• To be done: Reproduce verbatim the lines in the records below, starting with the line that contains "In the photo above, each instance of the overhead" and continuing through the final line of the records.

** begin Records supplied **

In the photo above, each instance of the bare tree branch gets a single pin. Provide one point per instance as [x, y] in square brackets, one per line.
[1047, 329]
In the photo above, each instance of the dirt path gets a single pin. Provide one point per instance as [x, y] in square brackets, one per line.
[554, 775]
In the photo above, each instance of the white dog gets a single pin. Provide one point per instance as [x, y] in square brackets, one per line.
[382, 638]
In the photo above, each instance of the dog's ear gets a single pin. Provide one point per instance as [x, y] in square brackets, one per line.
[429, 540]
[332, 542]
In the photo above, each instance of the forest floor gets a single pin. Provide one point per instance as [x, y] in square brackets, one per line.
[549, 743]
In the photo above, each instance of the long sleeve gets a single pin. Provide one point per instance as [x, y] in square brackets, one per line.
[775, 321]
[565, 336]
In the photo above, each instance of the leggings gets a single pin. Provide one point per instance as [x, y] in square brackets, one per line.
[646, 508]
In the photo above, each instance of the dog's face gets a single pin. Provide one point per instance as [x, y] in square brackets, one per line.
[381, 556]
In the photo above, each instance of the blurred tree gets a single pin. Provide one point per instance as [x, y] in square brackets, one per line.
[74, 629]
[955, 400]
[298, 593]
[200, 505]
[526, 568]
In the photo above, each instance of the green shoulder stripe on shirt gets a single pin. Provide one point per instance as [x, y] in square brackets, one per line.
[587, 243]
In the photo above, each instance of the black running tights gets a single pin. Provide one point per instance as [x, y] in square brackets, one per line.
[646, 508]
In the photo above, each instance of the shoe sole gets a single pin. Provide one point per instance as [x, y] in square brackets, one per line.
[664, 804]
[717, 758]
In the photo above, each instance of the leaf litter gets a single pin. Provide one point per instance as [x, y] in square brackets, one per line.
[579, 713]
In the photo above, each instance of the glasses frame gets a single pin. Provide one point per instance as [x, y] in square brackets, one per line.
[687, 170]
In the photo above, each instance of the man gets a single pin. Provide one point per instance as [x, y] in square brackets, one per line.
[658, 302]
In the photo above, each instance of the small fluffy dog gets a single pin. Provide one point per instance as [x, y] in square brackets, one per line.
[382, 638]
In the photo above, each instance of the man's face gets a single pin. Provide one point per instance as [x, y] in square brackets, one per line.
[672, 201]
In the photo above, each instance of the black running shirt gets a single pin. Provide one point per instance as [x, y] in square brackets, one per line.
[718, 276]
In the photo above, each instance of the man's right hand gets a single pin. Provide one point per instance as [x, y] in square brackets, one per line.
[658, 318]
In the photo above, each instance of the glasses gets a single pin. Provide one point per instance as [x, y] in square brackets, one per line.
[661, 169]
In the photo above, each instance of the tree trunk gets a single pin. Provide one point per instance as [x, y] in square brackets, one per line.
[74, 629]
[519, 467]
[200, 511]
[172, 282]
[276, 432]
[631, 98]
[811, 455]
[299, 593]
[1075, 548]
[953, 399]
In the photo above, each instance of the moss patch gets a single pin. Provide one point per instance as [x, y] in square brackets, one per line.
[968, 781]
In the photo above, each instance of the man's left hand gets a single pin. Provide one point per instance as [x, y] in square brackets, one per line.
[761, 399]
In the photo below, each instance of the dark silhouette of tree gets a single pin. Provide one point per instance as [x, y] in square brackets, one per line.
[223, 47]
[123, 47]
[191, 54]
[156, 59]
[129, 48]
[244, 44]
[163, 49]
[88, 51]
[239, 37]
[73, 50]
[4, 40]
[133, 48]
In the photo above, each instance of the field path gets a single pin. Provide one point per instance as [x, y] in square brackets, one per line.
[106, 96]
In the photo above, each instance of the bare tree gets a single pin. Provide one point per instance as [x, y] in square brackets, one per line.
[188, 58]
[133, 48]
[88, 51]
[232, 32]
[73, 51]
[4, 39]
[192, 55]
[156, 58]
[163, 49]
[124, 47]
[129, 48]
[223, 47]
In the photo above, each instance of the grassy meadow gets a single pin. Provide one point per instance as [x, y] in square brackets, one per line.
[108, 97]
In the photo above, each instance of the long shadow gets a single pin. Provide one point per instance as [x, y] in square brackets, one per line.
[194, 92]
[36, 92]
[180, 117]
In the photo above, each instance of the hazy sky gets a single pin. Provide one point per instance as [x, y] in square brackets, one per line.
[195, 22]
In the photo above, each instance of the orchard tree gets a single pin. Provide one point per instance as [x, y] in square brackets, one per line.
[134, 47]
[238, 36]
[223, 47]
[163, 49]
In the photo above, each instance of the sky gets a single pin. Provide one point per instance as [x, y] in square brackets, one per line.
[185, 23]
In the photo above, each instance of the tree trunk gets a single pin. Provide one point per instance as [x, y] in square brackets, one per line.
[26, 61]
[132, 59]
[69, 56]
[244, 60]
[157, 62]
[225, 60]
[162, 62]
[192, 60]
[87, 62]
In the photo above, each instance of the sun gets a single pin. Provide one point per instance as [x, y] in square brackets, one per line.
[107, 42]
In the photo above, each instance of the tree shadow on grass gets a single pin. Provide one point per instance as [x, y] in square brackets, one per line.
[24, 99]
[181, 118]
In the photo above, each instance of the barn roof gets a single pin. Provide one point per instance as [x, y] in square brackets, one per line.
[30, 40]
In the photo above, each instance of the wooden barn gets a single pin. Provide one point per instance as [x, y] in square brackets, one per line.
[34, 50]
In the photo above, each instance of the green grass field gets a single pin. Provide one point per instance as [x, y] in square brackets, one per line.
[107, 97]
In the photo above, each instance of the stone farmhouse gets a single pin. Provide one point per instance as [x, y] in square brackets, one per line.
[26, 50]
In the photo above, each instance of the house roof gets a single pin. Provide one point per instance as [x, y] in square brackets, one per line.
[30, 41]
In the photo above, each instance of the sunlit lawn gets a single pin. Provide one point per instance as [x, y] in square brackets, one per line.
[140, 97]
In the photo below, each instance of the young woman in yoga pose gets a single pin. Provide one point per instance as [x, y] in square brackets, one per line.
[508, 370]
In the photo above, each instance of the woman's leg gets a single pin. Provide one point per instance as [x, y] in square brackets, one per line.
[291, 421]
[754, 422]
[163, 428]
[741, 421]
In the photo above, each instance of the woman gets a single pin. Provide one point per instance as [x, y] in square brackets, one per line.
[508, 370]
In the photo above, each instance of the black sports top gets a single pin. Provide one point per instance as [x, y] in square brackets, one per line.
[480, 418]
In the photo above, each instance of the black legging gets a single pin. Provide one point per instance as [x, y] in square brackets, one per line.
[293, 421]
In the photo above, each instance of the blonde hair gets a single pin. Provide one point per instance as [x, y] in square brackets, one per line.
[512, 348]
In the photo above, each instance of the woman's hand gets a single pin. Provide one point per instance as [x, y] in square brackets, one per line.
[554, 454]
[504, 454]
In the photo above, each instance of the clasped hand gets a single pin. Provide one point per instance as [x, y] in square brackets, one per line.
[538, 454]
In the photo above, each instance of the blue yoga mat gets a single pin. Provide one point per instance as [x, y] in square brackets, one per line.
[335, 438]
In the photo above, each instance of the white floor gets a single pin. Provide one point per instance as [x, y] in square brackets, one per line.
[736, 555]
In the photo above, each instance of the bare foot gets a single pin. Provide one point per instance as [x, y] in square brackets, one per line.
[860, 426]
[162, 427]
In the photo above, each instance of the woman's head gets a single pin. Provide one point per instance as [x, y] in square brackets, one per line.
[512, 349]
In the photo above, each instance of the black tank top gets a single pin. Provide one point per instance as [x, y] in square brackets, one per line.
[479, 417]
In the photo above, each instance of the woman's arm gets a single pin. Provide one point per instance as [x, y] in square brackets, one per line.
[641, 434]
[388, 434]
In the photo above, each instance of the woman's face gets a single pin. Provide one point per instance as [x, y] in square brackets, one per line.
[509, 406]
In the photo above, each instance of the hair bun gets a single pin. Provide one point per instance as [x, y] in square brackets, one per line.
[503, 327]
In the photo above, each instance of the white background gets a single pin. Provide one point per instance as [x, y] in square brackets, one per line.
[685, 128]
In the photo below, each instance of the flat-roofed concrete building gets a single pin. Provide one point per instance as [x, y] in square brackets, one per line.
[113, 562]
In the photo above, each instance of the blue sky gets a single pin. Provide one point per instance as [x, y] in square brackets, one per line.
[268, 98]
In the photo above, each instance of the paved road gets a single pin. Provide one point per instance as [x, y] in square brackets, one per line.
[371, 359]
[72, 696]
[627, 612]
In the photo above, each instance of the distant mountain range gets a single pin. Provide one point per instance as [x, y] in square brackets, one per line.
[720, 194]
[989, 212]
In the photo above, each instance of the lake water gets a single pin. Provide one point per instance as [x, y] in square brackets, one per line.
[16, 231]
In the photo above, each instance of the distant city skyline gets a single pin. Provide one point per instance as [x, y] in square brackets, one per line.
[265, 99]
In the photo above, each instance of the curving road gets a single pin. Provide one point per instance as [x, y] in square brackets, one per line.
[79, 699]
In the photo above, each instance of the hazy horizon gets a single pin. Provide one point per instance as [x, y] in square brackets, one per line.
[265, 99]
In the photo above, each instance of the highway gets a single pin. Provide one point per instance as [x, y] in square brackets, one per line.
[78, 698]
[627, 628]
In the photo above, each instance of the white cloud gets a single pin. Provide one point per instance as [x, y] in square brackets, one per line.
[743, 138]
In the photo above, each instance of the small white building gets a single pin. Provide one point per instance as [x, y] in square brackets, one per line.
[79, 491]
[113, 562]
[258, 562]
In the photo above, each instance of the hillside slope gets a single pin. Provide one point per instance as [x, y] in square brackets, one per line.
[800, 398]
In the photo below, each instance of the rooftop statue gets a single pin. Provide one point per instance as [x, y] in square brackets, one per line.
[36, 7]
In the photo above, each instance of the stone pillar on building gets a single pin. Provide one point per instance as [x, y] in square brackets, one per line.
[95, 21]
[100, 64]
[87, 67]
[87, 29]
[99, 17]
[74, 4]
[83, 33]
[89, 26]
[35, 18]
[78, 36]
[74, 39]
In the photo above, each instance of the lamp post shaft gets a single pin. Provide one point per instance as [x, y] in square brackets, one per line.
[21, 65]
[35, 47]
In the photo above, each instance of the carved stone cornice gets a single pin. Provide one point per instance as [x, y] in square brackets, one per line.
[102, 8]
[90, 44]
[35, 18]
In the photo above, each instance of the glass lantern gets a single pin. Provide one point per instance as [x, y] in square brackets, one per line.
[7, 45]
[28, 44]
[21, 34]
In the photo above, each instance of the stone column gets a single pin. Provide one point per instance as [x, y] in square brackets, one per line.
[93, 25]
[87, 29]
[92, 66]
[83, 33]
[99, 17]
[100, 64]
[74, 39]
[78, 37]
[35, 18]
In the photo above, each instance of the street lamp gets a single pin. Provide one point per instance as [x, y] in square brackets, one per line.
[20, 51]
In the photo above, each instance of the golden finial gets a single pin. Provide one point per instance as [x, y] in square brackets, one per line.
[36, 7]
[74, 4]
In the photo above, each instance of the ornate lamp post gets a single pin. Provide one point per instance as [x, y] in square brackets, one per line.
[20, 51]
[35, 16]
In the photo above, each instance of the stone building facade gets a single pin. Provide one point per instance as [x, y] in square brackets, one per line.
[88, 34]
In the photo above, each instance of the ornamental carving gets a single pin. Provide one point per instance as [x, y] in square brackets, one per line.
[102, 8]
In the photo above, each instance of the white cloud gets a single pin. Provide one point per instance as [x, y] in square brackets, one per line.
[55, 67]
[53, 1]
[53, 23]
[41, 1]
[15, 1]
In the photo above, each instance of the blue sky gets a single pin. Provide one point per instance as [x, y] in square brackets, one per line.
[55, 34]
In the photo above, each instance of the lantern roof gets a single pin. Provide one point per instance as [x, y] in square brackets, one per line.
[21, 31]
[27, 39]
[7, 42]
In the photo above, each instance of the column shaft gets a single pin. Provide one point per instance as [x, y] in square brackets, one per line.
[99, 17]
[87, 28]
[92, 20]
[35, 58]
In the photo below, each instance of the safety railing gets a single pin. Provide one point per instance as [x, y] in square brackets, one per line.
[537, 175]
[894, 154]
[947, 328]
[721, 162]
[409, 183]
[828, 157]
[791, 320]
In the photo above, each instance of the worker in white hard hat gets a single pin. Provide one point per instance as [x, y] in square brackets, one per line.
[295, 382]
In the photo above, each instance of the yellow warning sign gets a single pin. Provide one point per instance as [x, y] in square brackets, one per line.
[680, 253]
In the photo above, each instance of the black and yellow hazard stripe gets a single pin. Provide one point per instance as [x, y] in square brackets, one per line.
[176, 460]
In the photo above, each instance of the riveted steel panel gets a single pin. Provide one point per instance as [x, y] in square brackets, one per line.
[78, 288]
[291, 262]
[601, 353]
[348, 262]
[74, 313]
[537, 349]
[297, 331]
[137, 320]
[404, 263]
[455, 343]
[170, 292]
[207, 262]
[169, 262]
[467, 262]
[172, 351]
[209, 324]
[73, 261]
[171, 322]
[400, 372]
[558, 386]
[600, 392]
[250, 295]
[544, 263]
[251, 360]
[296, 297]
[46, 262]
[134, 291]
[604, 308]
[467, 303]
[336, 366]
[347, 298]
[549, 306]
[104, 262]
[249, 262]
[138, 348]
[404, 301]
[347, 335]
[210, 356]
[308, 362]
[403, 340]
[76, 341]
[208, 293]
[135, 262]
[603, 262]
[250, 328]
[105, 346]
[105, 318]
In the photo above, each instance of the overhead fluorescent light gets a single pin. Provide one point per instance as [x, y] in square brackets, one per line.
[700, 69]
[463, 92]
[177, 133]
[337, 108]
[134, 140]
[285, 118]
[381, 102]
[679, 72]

** end Records supplied **

• Complete response:
In the photo above, each instance of the overhead fluorescent light gets a single pin. Provide one point per instance as [x, y] in square brackets, one per line.
[700, 69]
[463, 92]
[177, 133]
[337, 108]
[134, 140]
[285, 118]
[381, 102]
[679, 72]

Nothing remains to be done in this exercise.